- **Instructions for the task**: A complete copy of the entries, exactly as written, is the expected result.

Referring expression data
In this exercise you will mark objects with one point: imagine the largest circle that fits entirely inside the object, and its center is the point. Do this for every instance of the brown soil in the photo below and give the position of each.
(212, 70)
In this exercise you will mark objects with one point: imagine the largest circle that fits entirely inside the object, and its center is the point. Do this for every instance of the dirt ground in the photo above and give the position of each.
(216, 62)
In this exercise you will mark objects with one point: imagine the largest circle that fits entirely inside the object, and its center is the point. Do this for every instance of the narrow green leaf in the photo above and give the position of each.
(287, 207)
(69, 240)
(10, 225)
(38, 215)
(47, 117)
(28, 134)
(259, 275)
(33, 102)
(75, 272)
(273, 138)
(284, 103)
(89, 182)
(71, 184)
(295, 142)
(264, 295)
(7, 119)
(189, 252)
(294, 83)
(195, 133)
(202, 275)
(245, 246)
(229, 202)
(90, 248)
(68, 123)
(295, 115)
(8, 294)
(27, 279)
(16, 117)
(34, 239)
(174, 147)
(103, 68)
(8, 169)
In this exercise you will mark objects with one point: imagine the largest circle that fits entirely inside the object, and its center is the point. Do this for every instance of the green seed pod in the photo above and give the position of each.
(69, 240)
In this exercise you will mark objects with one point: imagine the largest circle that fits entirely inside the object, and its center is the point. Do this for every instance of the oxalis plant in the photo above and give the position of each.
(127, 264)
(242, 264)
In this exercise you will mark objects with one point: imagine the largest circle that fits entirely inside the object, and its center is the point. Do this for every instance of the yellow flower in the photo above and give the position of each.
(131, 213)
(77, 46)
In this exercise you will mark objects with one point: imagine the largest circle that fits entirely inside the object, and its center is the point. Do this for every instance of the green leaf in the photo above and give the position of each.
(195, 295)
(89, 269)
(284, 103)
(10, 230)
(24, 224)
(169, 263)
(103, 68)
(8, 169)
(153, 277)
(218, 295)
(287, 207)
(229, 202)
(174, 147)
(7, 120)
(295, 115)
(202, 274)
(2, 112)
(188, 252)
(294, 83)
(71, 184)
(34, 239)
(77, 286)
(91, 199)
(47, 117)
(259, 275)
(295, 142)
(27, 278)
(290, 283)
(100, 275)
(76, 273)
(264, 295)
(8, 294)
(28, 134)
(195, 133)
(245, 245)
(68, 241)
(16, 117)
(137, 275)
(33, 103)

- **Result of this exercise**:
In this exercise you will mark objects with one point: imagine the largest circle that fits entirely inside the object, and its center is the point. Do this for every instance of the brown soil in the photo below and give the position of each.
(212, 70)
In this exercise you will mark objects with one point: imagine the largest circle that fits entirely inside the object, and its center is the point. Do this for every instance of the dirt ground in the photo above and give the position of each.
(216, 62)
In this exercise you will mark objects with one point: imagine the largest circle that fits entirely inside the object, and its center is the point. Do this for every instance of the narrow green leaf in the photo above and give the position of each.
(287, 207)
(69, 240)
(10, 225)
(38, 215)
(47, 117)
(28, 134)
(259, 275)
(33, 102)
(75, 272)
(273, 138)
(284, 103)
(89, 182)
(71, 184)
(295, 142)
(264, 295)
(7, 119)
(189, 252)
(294, 83)
(195, 133)
(202, 275)
(245, 246)
(229, 202)
(90, 248)
(68, 123)
(295, 115)
(8, 294)
(27, 279)
(16, 117)
(34, 239)
(174, 147)
(103, 68)
(8, 169)
In this exercise you will mark objects with one point: imagine the largest circle that fits entirely inside the object, and its center is the point. Do this for every instance of the green seed pod in the photo above and give the position of each.
(69, 240)
In this exercise you will mark objects with one point: imagine the largest circle that fits entirely inside the object, and its center is the point. Do this for every instance of the oxalis plant in the photo above and give the position of each.
(127, 264)
(242, 264)
In this exercise you will mark objects with one point: imagine the largest circle that fits entirely inside the object, and its center is the point. Do this for every instance of the yellow flower in the photo above and give the position of each.
(131, 213)
(77, 46)
In this exercise you will mark objects with one point: imagine the largest circle that fits entirely inside the object, and its center is the point. Do this for every instance of the green leaf in the photo above and give the position of each.
(195, 295)
(89, 269)
(284, 103)
(10, 230)
(24, 224)
(169, 263)
(103, 68)
(8, 169)
(153, 277)
(218, 295)
(287, 207)
(229, 202)
(174, 147)
(7, 120)
(295, 115)
(202, 274)
(2, 112)
(188, 252)
(294, 83)
(71, 184)
(34, 239)
(77, 286)
(91, 199)
(47, 117)
(259, 275)
(295, 142)
(27, 278)
(290, 283)
(100, 275)
(76, 273)
(264, 295)
(8, 294)
(28, 134)
(195, 133)
(245, 245)
(68, 241)
(16, 117)
(137, 275)
(33, 103)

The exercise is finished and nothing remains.